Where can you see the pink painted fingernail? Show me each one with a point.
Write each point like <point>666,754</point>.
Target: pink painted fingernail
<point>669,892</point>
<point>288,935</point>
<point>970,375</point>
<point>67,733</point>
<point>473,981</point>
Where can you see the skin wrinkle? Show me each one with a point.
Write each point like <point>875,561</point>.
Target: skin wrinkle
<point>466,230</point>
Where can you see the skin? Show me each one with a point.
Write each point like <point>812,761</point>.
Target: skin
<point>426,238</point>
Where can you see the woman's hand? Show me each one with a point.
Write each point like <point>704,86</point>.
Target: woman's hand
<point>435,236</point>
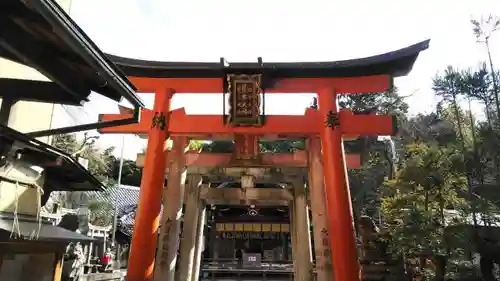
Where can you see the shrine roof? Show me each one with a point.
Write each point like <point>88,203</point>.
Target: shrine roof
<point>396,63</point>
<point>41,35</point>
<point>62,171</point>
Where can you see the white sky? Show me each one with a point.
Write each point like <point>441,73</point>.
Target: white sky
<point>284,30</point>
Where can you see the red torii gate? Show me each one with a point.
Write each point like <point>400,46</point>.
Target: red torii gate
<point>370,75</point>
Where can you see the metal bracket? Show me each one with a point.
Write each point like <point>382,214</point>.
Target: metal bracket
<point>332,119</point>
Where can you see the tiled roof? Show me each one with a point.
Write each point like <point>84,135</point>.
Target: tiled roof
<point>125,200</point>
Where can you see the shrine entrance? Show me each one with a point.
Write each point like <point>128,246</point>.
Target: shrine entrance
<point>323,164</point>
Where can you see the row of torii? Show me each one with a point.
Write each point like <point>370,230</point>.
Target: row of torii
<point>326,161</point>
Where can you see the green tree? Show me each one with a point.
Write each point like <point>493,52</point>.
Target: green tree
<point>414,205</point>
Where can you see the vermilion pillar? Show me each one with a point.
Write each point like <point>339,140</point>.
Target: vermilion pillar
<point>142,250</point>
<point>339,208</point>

################

* The task
Please return all of the entries above word for word, but leave out the picture.

* Problem solution
Where can you see the pink painted fingernail? Show me each one with a point.
Write each point like <point>666,754</point>.
Target: pink painted fingernail
<point>669,892</point>
<point>288,935</point>
<point>970,375</point>
<point>67,733</point>
<point>473,981</point>
Where can you see the skin wrinkle? Show me each one with a point.
Write each point like <point>875,561</point>.
Target: skin wrinkle
<point>466,230</point>
Where can you see the skin? Show me each one with a point.
Write each point like <point>812,761</point>.
Target: skin
<point>426,238</point>
Where can you see the woman's hand? Show me each one with a point.
Write each point like <point>704,86</point>.
Target: woman's hand
<point>435,236</point>
Where can you see the shrine roof? Show me each one with a point.
Write each point like <point>88,203</point>.
Target: shrine roof
<point>396,63</point>
<point>41,35</point>
<point>62,171</point>
Where can you see the white sky? Show me each one with a point.
Write each point like <point>441,73</point>.
Target: white sky
<point>284,30</point>
Where can you see the red torii gate? Show me each one with a point.
Write each point like <point>400,46</point>.
Target: red torii gate
<point>370,75</point>
Where can you see the metal bracket? Show me each one with a point.
Write each point like <point>382,214</point>.
Target: metal bracket
<point>332,119</point>
Where can you see the tiled roof? Show me each one with a point.
Write each point like <point>84,135</point>.
Target: tiled roof
<point>125,200</point>
Where can you see the shrine entrance? Show me each one with a point.
Write each point like <point>128,246</point>.
Target: shrine entrance
<point>323,164</point>
Where can you see the row of torii? Show me each one with a point.
Write each point like <point>370,230</point>.
Target: row of torii
<point>326,161</point>
Where can you see the green tree? Show me each one with a point.
Write each point like <point>493,52</point>.
Target: green tree
<point>414,205</point>
Where can you see the vermilion pillar? Show me each one with a point.
Write each point like <point>339,140</point>.
Target: vermilion pillar
<point>142,250</point>
<point>339,208</point>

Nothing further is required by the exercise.